[Trecho de origem]
####

O inconveniente, mesmo, era a forma como o brasileiro se via e a falta de confiança que sentia em relação a si e ao seu país de forma geral.
Nelson dizia que o brasileiro precisava se convencer de que não era um vira-latas para, então, superar essa falta de autoestima e usufruir de suas qualidades, identidade e dons.
O complexo foi, pelo menos, atenuado ainda em 58, após a goleada da seleção brasileira sob a Suécia na Copa daquele ano.
No entanto, embora o complexo de vira-lata, ou vira-latismo, seja um termo relativamente moderno para explicar esse fenômeno de falta de fé/crença em si mesmo, esse sentimento de inferioridade acompanha o brasileiro desde muito tempo.
As origens do “vira-latismo”
Para o escritor e ensaísta Humberto Mariotti, apenas o investimento em educação poderia ajudar o brasileiro a superar o vira-latismo.
Parte do problema, segundo o escritor, estaria no deslumbramento que o brasileiro passou a sentir em relação à cultura estrangeira, especialmente à francesa até o início da década de XX e, posteriormente, à estadunidense.
Há muitos relatos históricos de que o povo brasileiro era classificado como inferior por conta da miscigenação.
Mistura de raças
Diversas correntes de pensamentos tentavam descobrir a origem dessa “inferioridade” e apontavam para a mistura de raças como a causa mais provável.
Depois, outra corrente de pensamento argumentou que o brasileiro, por morar nos trópicos, estava mais propenso a luxúria e a preguiça.
Essa tese, conhecida como Determinismo Geográfico, argumentava que as grandes civilizações só podiam se desenvolver em clima temperado e, por isso, o brasileiro era “insolente” e “imprestável” por ter crescido num país tropical.
Por outro lado, Roquette-Pinto, médico, professor e pai da radiodifusão no Brasil, acreditava que essa inferioridade era originária da ignorância, e não da miscigenação.
Toda esse “esforço” para tentar justificar nossas características negativas em face a outras nações, seus povos e suas características positivas, acabou contribuindo para a criação e alimentação desse sentimento de inferioridade e autodepreciação que perdura até hoje.
Complexo de inferioridade
No campo científico, o Brasil também sofreu bastante e deixou de ganhar prêmios importantes por conta da sabotagem dos próprios brasileiros.
Esse é o caso de César Lattes e Carlos Chagas, por exemplo.
Este último, à época um dos maiores médicos do mundo, era pra ter ganhado o Nobel de 1921, mas acabou sendo alvo de uma campanha difamatória tão grande por parte de seus colegas conterrâneos que o prêmio acabou não sendo entregue a ninguém.
Apenas no ano de 2007 é que um brasileiro palestrou nos seminários coordenados pela Fundação Nobel.

####

Por favor, reescreva o trecho sobre o vira-latismo, tudo de "Parte do problema, segundo" até "e a preguiça.", e troque "deslumbramento" por "fascínio".

[Dados extraídos]
####

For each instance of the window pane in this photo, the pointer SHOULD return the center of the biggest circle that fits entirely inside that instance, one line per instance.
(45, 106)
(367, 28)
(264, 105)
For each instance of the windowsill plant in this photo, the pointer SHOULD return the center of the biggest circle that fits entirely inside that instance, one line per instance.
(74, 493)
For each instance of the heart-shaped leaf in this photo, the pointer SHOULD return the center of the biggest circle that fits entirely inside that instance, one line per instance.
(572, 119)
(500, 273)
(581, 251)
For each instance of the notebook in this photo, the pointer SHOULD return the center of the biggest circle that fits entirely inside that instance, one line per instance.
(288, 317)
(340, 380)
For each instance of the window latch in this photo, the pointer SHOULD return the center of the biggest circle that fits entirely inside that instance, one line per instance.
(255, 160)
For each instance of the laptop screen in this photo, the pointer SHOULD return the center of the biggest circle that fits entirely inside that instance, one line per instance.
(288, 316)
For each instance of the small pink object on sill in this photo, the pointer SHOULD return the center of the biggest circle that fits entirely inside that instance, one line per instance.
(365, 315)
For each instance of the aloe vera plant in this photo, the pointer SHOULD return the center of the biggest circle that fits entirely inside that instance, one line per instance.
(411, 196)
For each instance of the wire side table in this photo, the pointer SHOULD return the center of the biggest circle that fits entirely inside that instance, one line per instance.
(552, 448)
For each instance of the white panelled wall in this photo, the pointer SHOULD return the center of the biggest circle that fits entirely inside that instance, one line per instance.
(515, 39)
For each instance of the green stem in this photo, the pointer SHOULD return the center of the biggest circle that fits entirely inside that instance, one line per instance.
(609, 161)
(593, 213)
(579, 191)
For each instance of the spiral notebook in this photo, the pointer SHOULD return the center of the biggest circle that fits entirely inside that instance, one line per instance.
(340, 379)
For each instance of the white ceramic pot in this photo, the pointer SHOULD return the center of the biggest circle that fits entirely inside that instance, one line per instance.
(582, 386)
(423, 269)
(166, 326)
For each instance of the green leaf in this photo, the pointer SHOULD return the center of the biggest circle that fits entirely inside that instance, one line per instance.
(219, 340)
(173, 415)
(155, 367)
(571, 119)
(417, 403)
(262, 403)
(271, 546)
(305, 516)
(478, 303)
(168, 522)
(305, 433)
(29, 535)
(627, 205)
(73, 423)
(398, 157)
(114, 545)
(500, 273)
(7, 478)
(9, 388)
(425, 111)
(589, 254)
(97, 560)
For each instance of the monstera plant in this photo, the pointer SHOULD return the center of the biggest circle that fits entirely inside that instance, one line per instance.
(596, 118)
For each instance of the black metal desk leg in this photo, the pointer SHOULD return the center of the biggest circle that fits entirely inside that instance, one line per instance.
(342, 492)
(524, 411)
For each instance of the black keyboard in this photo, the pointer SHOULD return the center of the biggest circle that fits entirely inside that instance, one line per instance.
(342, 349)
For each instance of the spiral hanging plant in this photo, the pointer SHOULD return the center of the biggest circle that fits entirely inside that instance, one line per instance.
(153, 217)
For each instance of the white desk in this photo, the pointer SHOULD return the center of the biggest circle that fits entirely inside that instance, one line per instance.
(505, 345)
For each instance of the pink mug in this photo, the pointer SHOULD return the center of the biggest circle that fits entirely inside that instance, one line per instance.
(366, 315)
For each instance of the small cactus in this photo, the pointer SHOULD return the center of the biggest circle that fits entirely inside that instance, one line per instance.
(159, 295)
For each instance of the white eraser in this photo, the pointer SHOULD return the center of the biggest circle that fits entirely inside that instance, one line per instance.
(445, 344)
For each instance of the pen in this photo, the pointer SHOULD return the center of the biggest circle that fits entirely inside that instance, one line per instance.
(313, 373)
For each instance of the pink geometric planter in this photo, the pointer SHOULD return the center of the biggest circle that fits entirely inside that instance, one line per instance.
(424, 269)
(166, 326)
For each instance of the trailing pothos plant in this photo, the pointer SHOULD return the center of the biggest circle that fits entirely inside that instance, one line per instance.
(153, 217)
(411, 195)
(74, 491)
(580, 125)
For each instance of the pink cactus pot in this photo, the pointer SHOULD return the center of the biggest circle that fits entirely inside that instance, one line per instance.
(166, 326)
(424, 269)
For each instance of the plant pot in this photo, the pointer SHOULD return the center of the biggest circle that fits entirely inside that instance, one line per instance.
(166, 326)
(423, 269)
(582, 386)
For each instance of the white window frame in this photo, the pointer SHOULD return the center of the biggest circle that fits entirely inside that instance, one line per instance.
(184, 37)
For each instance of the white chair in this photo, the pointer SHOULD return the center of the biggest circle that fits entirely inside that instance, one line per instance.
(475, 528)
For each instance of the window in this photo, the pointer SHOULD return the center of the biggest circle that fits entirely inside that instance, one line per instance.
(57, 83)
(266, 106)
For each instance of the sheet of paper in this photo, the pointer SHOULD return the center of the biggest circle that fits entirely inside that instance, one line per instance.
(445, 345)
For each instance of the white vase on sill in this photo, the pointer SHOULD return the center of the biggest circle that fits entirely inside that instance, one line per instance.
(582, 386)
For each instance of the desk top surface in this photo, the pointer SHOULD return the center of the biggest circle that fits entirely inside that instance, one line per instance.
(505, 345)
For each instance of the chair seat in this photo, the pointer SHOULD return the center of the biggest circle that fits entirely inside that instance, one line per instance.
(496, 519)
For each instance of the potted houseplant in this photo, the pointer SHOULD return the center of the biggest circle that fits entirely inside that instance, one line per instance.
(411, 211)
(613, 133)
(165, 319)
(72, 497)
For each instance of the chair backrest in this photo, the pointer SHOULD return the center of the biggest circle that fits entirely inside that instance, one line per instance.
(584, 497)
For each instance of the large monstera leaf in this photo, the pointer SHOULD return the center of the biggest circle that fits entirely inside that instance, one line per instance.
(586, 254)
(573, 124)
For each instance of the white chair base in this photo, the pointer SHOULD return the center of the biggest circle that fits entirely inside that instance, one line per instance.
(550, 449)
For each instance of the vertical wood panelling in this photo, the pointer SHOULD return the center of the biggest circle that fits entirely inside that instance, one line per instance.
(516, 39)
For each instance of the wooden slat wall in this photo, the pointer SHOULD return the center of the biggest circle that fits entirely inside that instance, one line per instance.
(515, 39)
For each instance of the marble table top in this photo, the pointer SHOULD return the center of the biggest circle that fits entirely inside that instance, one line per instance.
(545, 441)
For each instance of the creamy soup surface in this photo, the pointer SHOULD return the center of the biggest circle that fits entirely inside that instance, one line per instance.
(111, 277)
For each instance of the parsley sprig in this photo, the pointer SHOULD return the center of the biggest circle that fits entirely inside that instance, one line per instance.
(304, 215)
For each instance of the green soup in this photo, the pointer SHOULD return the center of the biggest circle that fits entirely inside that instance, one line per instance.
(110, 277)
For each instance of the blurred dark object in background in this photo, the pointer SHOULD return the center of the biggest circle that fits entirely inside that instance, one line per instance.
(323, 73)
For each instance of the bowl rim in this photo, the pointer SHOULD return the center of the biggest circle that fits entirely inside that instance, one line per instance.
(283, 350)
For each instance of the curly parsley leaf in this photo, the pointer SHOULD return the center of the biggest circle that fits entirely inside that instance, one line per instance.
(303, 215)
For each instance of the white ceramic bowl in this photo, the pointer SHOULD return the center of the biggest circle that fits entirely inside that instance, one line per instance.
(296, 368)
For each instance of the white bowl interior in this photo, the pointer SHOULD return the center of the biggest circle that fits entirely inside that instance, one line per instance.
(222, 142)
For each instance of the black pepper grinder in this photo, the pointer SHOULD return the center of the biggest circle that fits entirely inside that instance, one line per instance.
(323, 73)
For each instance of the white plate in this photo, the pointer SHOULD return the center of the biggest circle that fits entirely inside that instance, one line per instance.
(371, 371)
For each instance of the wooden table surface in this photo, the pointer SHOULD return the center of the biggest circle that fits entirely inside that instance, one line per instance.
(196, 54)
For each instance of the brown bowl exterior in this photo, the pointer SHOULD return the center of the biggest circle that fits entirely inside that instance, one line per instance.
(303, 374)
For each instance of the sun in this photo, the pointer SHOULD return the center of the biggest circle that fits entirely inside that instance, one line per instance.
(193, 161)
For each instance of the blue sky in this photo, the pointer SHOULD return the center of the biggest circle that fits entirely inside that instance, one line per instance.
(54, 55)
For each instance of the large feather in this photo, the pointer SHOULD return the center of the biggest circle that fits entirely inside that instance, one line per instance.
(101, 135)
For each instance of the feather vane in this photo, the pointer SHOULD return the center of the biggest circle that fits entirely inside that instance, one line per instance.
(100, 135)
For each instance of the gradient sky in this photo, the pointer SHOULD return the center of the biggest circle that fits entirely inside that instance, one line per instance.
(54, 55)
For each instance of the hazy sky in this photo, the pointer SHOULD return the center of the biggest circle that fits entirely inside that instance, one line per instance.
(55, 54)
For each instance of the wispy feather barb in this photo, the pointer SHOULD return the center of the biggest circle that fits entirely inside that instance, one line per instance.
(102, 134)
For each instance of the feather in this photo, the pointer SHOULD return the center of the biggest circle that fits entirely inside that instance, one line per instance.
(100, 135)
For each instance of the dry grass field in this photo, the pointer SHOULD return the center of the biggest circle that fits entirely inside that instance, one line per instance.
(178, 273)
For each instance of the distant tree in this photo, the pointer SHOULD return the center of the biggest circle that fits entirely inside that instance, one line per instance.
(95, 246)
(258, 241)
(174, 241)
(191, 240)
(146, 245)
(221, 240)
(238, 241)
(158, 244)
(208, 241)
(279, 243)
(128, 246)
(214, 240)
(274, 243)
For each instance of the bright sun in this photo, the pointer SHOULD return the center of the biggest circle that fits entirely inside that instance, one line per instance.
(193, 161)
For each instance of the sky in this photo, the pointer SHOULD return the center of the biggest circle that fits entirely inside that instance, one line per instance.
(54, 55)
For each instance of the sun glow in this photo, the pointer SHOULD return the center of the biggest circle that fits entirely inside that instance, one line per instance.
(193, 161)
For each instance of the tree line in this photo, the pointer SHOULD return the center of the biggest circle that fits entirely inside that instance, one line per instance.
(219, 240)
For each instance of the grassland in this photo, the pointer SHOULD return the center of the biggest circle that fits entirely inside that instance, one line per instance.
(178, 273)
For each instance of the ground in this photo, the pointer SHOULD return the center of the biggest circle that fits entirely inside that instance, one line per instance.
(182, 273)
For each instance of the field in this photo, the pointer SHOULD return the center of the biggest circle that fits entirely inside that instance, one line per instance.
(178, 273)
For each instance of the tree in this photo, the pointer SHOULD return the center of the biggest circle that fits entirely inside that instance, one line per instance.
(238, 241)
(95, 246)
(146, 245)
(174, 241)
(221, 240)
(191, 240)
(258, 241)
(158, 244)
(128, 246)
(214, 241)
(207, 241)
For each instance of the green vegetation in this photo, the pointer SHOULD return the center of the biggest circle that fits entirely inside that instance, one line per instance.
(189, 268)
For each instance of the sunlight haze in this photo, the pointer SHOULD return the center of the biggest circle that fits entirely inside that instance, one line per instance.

####

[Resultado]
Parte do problema, segundo o escritor, estaria no fascínio que o brasileiro passou a sentir em relação à cultura estrangeira, especialmente à francesa até o início da década de XX e, posteriormente, à estadunidense.
Há muitos relatos históricos de que o povo brasileiro era classificado como inferior por conta da miscigenação.
Mistura de raças
Diversas correntes de pensamentos tentavam descobrir a origem dessa “inferioridade” e apontavam para a mistura de raças como a causa mais provável.
Depois, outra corrente de pensamento argumentou que o brasileiro, por morar nos trópicos, estava mais propenso a luxúria e a preguiça.